Task objective: Return exactly those lines of the material below that fall between the line holding "Trace the outline of every instance of the pink" and the line holding "Trace the outline of every instance of the bird", inclusive.

Records provided:
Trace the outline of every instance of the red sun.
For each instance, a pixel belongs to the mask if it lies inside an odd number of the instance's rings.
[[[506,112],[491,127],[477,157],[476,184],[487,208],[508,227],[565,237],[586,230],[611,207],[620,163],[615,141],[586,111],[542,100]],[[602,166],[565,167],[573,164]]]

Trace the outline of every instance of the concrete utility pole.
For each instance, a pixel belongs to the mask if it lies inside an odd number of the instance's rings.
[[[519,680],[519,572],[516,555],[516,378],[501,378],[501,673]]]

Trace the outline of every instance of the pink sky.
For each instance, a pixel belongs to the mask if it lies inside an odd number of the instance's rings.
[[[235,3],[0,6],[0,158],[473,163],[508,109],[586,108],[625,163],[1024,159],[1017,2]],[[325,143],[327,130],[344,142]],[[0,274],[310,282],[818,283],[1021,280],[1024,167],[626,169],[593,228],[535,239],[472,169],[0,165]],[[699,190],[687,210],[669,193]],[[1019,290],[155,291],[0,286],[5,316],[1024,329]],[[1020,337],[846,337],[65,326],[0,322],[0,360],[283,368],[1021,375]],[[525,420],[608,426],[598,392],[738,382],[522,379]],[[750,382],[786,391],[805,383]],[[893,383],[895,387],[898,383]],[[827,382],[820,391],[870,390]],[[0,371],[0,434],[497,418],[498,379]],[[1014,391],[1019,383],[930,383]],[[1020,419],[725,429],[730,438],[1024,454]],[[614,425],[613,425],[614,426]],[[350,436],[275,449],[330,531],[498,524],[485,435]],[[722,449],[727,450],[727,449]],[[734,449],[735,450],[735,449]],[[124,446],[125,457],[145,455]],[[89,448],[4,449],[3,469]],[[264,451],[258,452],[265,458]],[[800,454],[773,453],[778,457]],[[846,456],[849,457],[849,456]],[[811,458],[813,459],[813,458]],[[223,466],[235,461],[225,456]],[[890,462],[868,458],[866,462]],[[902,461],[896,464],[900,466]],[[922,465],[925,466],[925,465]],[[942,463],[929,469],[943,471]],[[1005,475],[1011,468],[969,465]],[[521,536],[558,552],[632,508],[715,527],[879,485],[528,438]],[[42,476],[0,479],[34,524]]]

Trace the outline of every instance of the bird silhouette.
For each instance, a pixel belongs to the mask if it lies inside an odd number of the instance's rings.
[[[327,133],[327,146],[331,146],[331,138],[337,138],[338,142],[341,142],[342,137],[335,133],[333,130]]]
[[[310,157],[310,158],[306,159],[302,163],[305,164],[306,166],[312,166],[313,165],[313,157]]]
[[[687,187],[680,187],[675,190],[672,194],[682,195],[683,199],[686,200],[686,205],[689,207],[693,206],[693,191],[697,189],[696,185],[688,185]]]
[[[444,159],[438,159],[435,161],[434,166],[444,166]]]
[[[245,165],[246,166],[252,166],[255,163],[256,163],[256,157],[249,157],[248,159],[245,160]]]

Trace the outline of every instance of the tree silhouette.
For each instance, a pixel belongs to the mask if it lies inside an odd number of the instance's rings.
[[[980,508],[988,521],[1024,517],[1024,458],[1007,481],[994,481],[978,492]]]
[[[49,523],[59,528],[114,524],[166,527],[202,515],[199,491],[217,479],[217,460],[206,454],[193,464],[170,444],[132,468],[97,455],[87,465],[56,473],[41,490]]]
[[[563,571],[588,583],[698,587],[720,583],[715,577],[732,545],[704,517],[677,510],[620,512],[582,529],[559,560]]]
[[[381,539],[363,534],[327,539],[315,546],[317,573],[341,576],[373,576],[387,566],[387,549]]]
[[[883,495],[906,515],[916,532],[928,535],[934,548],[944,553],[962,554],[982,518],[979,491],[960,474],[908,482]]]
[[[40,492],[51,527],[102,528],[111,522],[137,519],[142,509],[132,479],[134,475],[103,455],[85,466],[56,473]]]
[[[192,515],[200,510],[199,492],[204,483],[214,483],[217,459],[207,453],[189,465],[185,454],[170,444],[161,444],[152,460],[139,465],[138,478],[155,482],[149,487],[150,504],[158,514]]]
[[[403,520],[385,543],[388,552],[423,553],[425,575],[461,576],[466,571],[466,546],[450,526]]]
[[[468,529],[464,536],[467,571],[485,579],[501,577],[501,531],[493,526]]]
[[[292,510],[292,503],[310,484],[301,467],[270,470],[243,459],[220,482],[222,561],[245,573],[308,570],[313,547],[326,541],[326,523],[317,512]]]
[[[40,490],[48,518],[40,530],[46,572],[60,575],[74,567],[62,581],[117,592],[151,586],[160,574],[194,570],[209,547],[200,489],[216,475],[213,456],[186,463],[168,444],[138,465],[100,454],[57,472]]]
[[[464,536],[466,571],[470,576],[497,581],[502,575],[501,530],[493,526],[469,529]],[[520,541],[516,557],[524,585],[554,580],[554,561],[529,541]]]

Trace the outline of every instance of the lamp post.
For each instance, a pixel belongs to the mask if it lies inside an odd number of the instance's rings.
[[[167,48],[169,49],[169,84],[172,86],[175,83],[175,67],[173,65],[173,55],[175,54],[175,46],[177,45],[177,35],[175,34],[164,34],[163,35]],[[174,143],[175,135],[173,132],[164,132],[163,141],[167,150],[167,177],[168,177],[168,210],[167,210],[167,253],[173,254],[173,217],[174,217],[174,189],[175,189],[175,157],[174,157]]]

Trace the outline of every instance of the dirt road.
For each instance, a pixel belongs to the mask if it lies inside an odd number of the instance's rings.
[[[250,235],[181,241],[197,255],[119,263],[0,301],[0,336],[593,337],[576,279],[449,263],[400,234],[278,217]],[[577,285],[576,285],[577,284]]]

Reply:
Trace the outline of every instance of the pink sky.
For each instance, a pixel belongs to the mask if it lies inside an odd number of the instance's rings.
[[[235,3],[0,6],[0,158],[473,163],[508,109],[586,108],[625,163],[1024,159],[1017,2]],[[325,143],[327,130],[344,142]],[[0,274],[310,282],[818,283],[1021,280],[1024,167],[626,169],[593,228],[535,239],[472,169],[0,165]],[[699,190],[687,210],[669,193]],[[1019,290],[155,291],[0,286],[5,316],[1024,329]],[[1020,337],[846,337],[65,326],[0,322],[0,360],[283,368],[1021,375]],[[525,420],[608,426],[598,392],[738,382],[522,379]],[[750,382],[786,391],[805,383]],[[893,383],[895,387],[898,383]],[[827,382],[820,391],[870,390]],[[0,371],[0,434],[497,418],[498,379]],[[1014,391],[1019,383],[930,383]],[[1020,419],[725,429],[730,438],[1024,454]],[[614,425],[613,425],[614,426]],[[350,436],[275,449],[330,531],[498,524],[485,435]],[[722,449],[727,450],[727,449]],[[734,449],[735,450],[735,449]],[[124,446],[125,457],[145,455]],[[89,448],[4,449],[3,469]],[[264,451],[258,452],[265,458]],[[800,454],[773,453],[778,457]],[[846,456],[849,457],[849,456]],[[811,458],[813,459],[813,458]],[[223,466],[235,461],[225,456]],[[890,462],[868,458],[866,462]],[[902,461],[896,464],[900,466]],[[922,465],[925,466],[925,465]],[[942,463],[929,469],[943,471]],[[1005,475],[1011,468],[969,465]],[[521,536],[558,552],[632,508],[715,527],[879,485],[528,438]],[[42,476],[0,479],[34,524]]]

Trace the outline of every instance of the bird silhouette.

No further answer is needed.